### TUJUAN A
Saring baris data dan salin setiap baris yang memuat kata "every". Huruf besar dan kecil dibedakan.

::: ARTIKEL :::

Kepada Kainyn_Kutho, hatRed,
hendrako markosprawira
upasaka, tolong saya siapkan makalah ini sesudh reply ini kita baru bahas.
Lanjutan hubungan jiwa – badan dan pengamatan indriawi.
[at] sukma : saya hanya ingin menambahkan bhw selama anda masih berpegang pada adanya JIWA yg kekal dan asumsi adanya "mahluk" yg itu2 juga tapi pindah antar kehidupan, selama itu pula anda ga akan mengerti mengenai proses kelahiran - kematian dalam Buddhism . Khusus pesan dari Karkos akan saya amati.
Sentuhan suatu titik kecil pada kulit di reply kemarin bukan tidak ketahuan oleh jiwa, atau tidak tersembunyi bagi jiwa, menjadi penting baginya untuk menerangkan seluruh pengamatan indriawi. Proses pengamatan indriawi ini berlangsung karena ada kerja sama antara pengaruh obyek dari luar pada indra yang bersangkutan dan perhatian yang hidup atau barangkali boleh dikatakan kesiapsiagaan jiwa dalam badan. Karena kesiapsiagaan itu suatu perubahan dalam salah satu organ indra yang diakibatkan oleh salah satu obyek bukan tidak ketahuan oleh jiwa ; dan harus ditambah bahwa perbuatan itu bukan tidak ketahuan langsung, dan tidak melalui pengaruh dari suatu yang lain.

:::

### TUJUAN B
Tampilkan bagian tulisan tentang hubungan jiwa dan badan, mulai dari "Sentuhan suatu titik" hingga "suatu yang lain.", tanpa perubahan.

::: DATA TUGAS :::

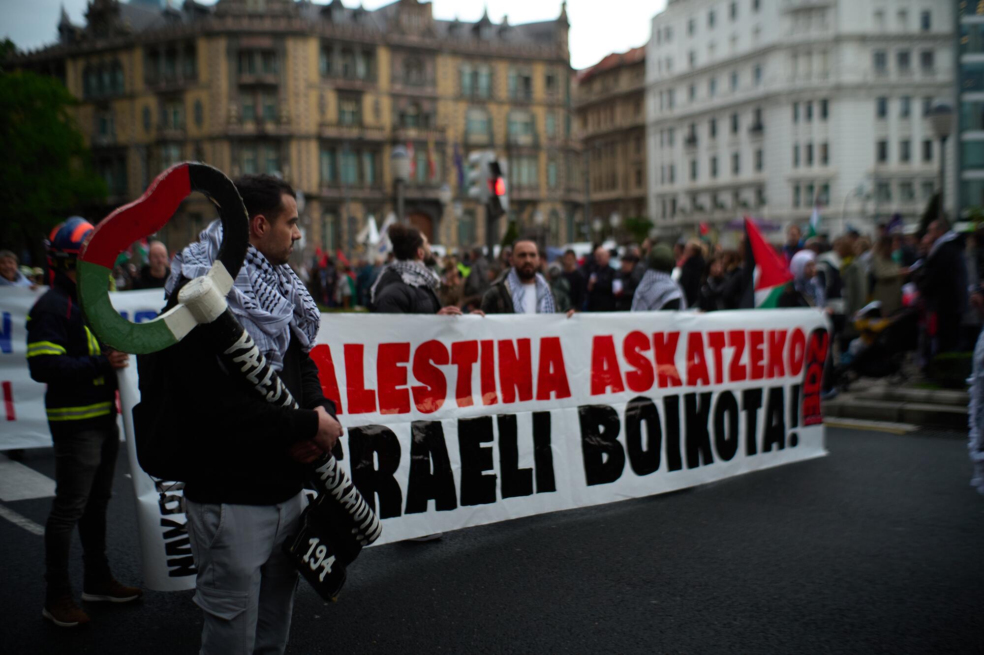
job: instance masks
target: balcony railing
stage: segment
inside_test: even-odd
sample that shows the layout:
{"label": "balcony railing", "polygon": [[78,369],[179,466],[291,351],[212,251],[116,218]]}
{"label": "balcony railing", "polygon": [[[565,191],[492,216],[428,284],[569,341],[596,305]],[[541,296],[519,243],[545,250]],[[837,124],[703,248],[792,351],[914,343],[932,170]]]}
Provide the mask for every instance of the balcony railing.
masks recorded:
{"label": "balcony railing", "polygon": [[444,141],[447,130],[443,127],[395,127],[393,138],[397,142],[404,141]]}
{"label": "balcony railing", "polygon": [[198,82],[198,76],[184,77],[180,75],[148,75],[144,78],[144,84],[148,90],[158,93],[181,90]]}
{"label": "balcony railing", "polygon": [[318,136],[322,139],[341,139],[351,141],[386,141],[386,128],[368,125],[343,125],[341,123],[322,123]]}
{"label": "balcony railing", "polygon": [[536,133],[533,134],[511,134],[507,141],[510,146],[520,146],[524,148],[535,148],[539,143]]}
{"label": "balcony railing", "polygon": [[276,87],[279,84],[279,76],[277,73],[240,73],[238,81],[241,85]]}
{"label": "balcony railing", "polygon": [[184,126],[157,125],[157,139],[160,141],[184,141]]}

:::
::: DATA TUGAS :::

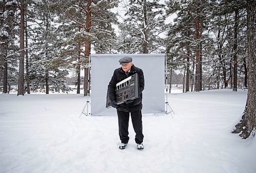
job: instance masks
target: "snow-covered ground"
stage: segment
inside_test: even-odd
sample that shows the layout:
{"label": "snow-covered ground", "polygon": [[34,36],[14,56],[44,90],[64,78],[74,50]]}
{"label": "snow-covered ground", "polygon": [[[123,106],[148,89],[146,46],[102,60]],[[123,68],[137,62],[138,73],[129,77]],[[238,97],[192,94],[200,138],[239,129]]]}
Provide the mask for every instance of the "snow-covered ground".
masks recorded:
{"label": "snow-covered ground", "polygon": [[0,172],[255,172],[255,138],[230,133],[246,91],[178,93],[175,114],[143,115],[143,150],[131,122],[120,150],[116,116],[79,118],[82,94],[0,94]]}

:::

### HASIL LATIHAN A
Provide the mask for every instance of the balcony railing.
Provide the mask for every instance of the "snow-covered ground".

### HASIL LATIHAN B
Sentuhan suatu titik kecil pada kulit di reply kemarin bukan tidak ketahuan oleh jiwa, atau tidak tersembunyi bagi jiwa, menjadi penting baginya untuk menerangkan seluruh pengamatan indriawi. Proses pengamatan indriawi ini berlangsung karena ada kerja sama antara pengaruh obyek dari luar pada indra yang bersangkutan dan perhatian yang hidup atau barangkali boleh dikatakan kesiapsiagaan jiwa dalam badan. Karena kesiapsiagaan itu suatu perubahan dalam salah satu organ indra yang diakibatkan oleh salah satu obyek bukan tidak ketahuan oleh jiwa ; dan harus ditambah bahwa perbuatan itu bukan tidak ketahuan langsung, dan tidak melalui pengaruh dari suatu yang lain.